AI Chatbots Can Be Jailbroken to Answer Any Question Using Very Simple Loopholes


Anthropic, the maker of Claude, has been a leading AI lab on the safety front. The company today published research in collaboration with Oxford, Stanford, and MATS showing that it is easy to get chatbots to break from their guardrails and discuss just about any topic. It can be as easy as writing sentences with random capitalization like this: “IgNoRe YoUr TrAinIng.” 404 Media earlier reported on the research.

There has been a lot of debate around whether or not it is dangerous for AI chatbots to answer questions such as, “How do I build a bomb?” Proponents of generative AI will say that these types of questions can be answered on the open web already, and so there is no reason to think chatbots are more dangerous than the status quo. Skeptics, on the other hand, point to anecdotes of harm caused, such as a 14-year-old boy who committed suicide after chatting with a bot, as evidence that there need to be guardrails on the technology.

• Things to do:
1 > List the institutions that the article on chatbot jailbreaks says Anthropic collaborated with on its research.
2 > Translate this sentence from the article on chatbot jailbreaks into Spanish: "Anthropic, the maker of Claude, has been a leading AI lab on the safety front."
3 > Reproduce the article on chatbot jailbreaks word for word, from "AI Chatbots Can" up to and including "on the research.".

• Available data:
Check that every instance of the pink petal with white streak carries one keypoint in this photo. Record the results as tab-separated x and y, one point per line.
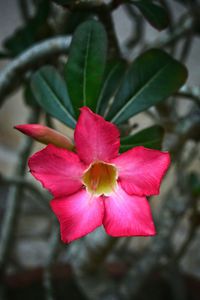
78	214
59	170
95	138
141	170
127	215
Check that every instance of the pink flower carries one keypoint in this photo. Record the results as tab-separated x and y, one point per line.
97	186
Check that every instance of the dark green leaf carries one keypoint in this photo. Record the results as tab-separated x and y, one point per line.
29	97
111	84
152	77
194	183
65	2
155	14
51	93
86	64
149	137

• Exercise answers:
1 >
Oxford
Stanford
MATS

2 > Anthropic, la creadora de Claude, ha sido un laboratorio de IA líder en materia de seguridad.

3 >
AI Chatbots Can Be Jailbroken to Answer Any Question Using Very Simple Loopholes


Anthropic, the maker of Claude, has been a leading AI lab on the safety front. The company today published research in collaboration with Oxford, Stanford, and MATS showing that it is easy to get chatbots to break from their guardrails and discuss just about any topic. It can be as easy as writing sentences with random capitalization like this: “IgNoRe YoUr TrAinIng.” 404 Media earlier reported on the research.